== EXTRACT PROVIDED

You are viewing a plain text version of this content. The canonical link for it is here.
Posted to solr-user@lucene.apache.org by Alexander Herzog <he...@ait.co.at> on 2009/08/21 07:19:57 UTC
Re: Is wildcard search not correctly analyzed at query? [solved]

Hi

Thanks for the info!

best,
Alexander

Avlesh Singh schrieb:
> Wildcard queries are not analyzed by Lucene and hence the behavior. A
> similar thread earlier -
> http://www.lucidimagination.com/search/document/a6b9144ecab9d0ff/search_phrase_wildcard
> 
> Cheers
> Avlesh
> 
> On Thu, Aug 20, 2009 at 7:03 PM, Alexander Herzog <he...@ait.co.at> wrote:
> 
>> It seems like the analyzer/filter isn't affected at all, since the query
>>
>> http://localhost:8983/solr/select/?q=PhysicalDescription:nü*&debugQuery=true<http://localhost:8983/solr/select/?q=PhysicalDescription:n%C3%BC*&debugQuery=true>
>>
>> does not return a
>> <str name="parsedquery">PhysicalDescription:nu*</str>
>> as I would expect.
>>
>> So can I just have a "you're right, wildcard search is passed to lucene
>> directly without any analyzing".
>>
>> If it is like this, I'm happy with that as well.
>>
>> best,
>> Alexander
>>
>>
>> Alexander Herzog schrieb:
>>> Hi all
>>>
>>> sorry for the long post
>>>
>>> We are switching from indexdata's zebra to solr for a new book
>>> archival/preservation project with multiple languages, so expect more
>>> questions soon (sorry for that)
>>> The features of solr are pretty cool and more or less overwhelming!
>>>
>>> But there is one thing I found after a little test with wildcards.

====

> _THINGS TO DO_:
**A.** According to the thread, what kind of project was Solr being adopted for?
**B.** Using the thread, explain why the query for PhysicalDescription:nü* did not produce the parsed query PhysicalDescription:nu* that Alexander expected.
**C.** Reproduce the stretch of the thread from "Posted to solr-user@lucene.apache.org" through "for the info!".
The lines after this point come from a different source.

== GIVEN DATA

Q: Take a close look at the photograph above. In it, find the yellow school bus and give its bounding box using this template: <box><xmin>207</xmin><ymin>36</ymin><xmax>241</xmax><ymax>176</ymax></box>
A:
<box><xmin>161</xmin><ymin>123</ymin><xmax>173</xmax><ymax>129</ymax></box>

====

> _SOLUTIONS TO EACH TASK_:
**A.** A new book archival/preservation project with multiple languages.

**B.** Avlesh Singh replies that Lucene does not analyze wildcard queries. The analyzer and filters are therefore not applied to the term nü*, so it is not converted to nu* in the parsed query.

**C.**
Posted to solr-user@lucene.apache.org by Alexander Herzog <he...@ait.co.at> on 2009/08/21 07:19:57 UTC
Re: Is wildcard search not correctly analyzed at query? [solved]

Hi

Thanks for the info!